===== Material to process =====

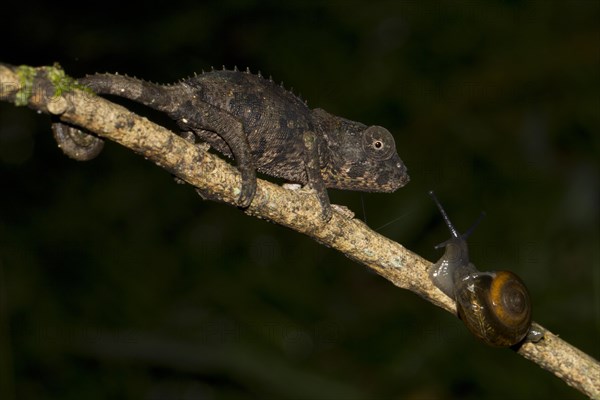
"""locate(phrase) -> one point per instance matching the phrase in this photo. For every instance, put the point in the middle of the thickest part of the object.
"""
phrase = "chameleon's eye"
(378, 143)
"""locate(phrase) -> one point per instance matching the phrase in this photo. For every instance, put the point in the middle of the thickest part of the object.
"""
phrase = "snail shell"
(495, 306)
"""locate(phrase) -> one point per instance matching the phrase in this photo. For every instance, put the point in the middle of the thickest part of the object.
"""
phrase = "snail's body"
(495, 306)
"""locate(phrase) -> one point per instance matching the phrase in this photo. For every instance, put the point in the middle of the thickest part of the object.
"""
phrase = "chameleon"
(263, 127)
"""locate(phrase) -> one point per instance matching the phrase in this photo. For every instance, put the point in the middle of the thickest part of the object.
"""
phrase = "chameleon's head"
(359, 157)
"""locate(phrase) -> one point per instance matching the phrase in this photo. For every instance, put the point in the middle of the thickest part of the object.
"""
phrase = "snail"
(495, 306)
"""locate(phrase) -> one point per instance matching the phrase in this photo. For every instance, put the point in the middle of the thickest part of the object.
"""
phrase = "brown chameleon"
(264, 128)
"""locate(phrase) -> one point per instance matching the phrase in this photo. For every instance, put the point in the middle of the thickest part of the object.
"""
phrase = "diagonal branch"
(47, 89)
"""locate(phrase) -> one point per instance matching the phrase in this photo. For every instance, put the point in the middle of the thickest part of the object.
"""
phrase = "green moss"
(62, 83)
(26, 78)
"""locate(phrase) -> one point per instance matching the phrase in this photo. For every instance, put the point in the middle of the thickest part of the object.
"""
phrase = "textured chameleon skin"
(268, 129)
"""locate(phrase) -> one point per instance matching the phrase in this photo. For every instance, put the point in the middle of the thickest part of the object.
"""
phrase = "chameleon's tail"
(150, 94)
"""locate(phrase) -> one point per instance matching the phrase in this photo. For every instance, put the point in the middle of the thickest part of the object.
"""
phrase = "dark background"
(116, 282)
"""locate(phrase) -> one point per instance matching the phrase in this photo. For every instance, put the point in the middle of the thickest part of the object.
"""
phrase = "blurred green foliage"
(115, 282)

=====

**Task goal:** All of the data is to be returned exactly, with no pictures included.

**Reply to the exercise:**
"""locate(phrase) -> one point per instance matching the phrase in this photo. For every instance, put the point in the middle of the thickest part of the object.
"""
phrase = "chameleon's eye"
(378, 143)
"""locate(phrase) -> one point per instance matching the phrase in this photo. For every instance, put the point in the middle of the thickest part of the object.
"""
phrase = "snail shell"
(495, 306)
"""locate(phrase) -> one point per instance matching the phrase in this photo. For every instance, put the point in the middle of the thickest part of the object.
"""
phrase = "snail's body"
(495, 306)
"""locate(phrase) -> one point per instance matching the phrase in this photo. For every instance, put the point in the middle of the thickest part of the object.
"""
phrase = "chameleon"
(263, 127)
"""locate(phrase) -> one point per instance matching the phrase in this photo. For every instance, put the point in the middle of the thickest part of the object.
"""
phrase = "chameleon's head"
(359, 157)
"""locate(phrase) -> one point per instance matching the phrase in this photo. For every instance, put the point in the middle of the thickest part of the object.
"""
phrase = "snail"
(495, 306)
"""locate(phrase) -> one point per instance matching the phrase in this photo. For every instance, put the point in the middle of the thickest part of the object.
"""
phrase = "brown chameleon"
(264, 128)
"""locate(phrase) -> one point per instance matching the phrase in this photo. For every instance, put the point in the middle of the thickest part of the object.
"""
phrase = "diagonal branch"
(47, 89)
"""locate(phrase) -> one point per instance matching the phrase in this photo. For every instance, put the point in the middle of the thickest part of the object.
"""
phrase = "green moss"
(62, 83)
(26, 78)
"""locate(phrase) -> one point per instance matching the phrase in this photo. For every instance, put the point in the middle of the thickest part of the object.
"""
phrase = "textured chameleon skin"
(268, 129)
"""locate(phrase) -> one point per instance matching the phrase in this photo. For every instance, put the point in the middle of the thickest part of the object.
"""
phrase = "chameleon's tail"
(150, 94)
"""locate(phrase) -> one point per instance matching the phrase in this photo. For every instance, put the point in the middle of the thickest part of the object.
"""
phrase = "dark background"
(116, 282)
"""locate(phrase) -> one point per instance matching the phrase in this photo. For every instance, put the point in the middle of the thickest part of the object.
"""
phrase = "blurred green foliage"
(115, 282)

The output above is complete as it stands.